▸ **Problem**: Write out all of the data without omission, exactly as shown.

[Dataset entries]
Content starts
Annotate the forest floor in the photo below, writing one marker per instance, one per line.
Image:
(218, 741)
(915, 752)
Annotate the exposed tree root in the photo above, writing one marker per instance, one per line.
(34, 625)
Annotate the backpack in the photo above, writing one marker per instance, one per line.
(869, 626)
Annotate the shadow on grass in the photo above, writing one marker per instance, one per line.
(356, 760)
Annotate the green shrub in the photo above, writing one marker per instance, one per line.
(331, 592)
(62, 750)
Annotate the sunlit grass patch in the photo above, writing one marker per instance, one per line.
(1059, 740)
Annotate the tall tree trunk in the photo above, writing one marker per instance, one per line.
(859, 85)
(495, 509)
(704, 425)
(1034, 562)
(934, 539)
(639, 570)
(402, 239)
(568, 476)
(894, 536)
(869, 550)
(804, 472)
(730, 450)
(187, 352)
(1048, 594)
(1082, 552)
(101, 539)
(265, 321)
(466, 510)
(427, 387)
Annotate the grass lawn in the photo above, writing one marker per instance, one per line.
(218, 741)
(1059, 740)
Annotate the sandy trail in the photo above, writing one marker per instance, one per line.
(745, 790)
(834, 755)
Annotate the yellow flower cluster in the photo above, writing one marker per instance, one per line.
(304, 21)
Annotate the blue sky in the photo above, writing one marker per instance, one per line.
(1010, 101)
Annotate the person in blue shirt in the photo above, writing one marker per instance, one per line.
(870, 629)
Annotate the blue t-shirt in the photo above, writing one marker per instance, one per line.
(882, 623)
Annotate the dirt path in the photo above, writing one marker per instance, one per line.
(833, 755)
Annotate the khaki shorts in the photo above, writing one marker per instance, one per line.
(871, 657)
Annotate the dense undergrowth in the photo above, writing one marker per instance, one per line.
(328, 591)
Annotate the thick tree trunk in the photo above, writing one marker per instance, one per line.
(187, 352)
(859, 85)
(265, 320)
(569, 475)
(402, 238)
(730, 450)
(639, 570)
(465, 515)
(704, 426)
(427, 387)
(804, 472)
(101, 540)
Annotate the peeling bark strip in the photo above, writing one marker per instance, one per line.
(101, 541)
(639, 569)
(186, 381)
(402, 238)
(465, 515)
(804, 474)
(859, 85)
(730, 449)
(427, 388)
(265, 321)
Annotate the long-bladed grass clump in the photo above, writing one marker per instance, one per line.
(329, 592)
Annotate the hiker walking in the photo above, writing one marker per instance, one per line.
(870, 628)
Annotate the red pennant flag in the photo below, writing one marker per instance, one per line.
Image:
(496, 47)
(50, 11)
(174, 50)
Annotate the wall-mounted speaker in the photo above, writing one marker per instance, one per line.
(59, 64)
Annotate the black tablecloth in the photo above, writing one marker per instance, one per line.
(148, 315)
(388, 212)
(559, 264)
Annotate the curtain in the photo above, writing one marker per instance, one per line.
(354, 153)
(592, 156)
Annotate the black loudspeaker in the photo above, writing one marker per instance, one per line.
Content ends
▸ **Output below**:
Annotate the forest floor in the photo below, writing one marker per instance, one per line.
Image:
(218, 741)
(915, 752)
Annotate the exposed tree root in the photo above, writing one marker per instance, one per line.
(34, 625)
Annotate the backpack in the photo above, writing one marker per instance, one per line.
(869, 626)
Annotate the shadow on grass in the photo above, writing one marker per instance, one per line.
(356, 760)
Annotate the green shrub in the photo above, writing one marker per instance, one per line.
(331, 592)
(62, 750)
Annotate the sunlit grass patch in the photo above, writing one marker per instance, one per line.
(1059, 740)
Annotate the tall tree trunk in the photo above, writing one marker per instance, one per line.
(859, 85)
(495, 509)
(704, 425)
(1034, 562)
(934, 539)
(639, 570)
(402, 239)
(568, 476)
(894, 536)
(869, 550)
(804, 472)
(730, 450)
(187, 352)
(1048, 594)
(1082, 552)
(101, 539)
(265, 321)
(466, 510)
(427, 387)
Annotate the grass lawn in the photo above, writing one marker per instance, one per line.
(218, 741)
(1059, 740)
Annotate the sandy trail in the photo above, writing one marker per instance, one per line.
(745, 790)
(834, 755)
Annotate the yellow flower cluster in the photo above, writing one marker per instance, one per line.
(304, 21)
Annotate the blue sky in the photo above, writing one marker per instance, one per line.
(1010, 101)
Annotate the person in blue shirt in the photo above, writing one marker per instance, one per line.
(870, 629)
Annotate the blue t-shirt in the photo above, writing one marker per instance, one per line.
(882, 623)
Annotate the dirt path in the photo above, writing one marker per instance, one per line.
(833, 755)
Annotate the khaki shorts in the photo above, writing one marker per instance, one per line.
(871, 657)
Annotate the dense undergrowth in the photo above, writing one marker per instance, one per line.
(328, 591)
Annotate the thick tree trunk in the photo above, writing one marker per instance, one per line.
(187, 352)
(859, 85)
(265, 320)
(569, 475)
(402, 238)
(730, 450)
(639, 570)
(465, 515)
(704, 426)
(427, 387)
(804, 472)
(101, 540)
Annotate the peeling bark strip in the photo above, writing one marker per instance, one per line.
(101, 541)
(639, 569)
(186, 381)
(402, 238)
(465, 515)
(804, 474)
(859, 85)
(730, 449)
(427, 388)
(265, 321)
Annotate the long-bladed grass clump in the photo above, writing one marker per instance, one per line.
(329, 592)
Annotate the hiker walking in the photo above, writing one marker per instance, one per line.
(870, 628)
Annotate the red pennant flag in the photo below, writing one marker per instance, one per line.
Image:
(496, 47)
(50, 11)
(174, 50)
Annotate the wall-mounted speaker in the photo above, writing one marker per instance, one per line.
(59, 64)
Annotate the black tablecloth in the photo above, writing one marker per instance, one per line.
(148, 315)
(388, 212)
(559, 264)
Annotate the curtain in the photo above, writing one marker per instance, one per line.
(354, 153)
(592, 156)
Annotate the black loudspeaker in the photo above, writing one marker per instance, one per line.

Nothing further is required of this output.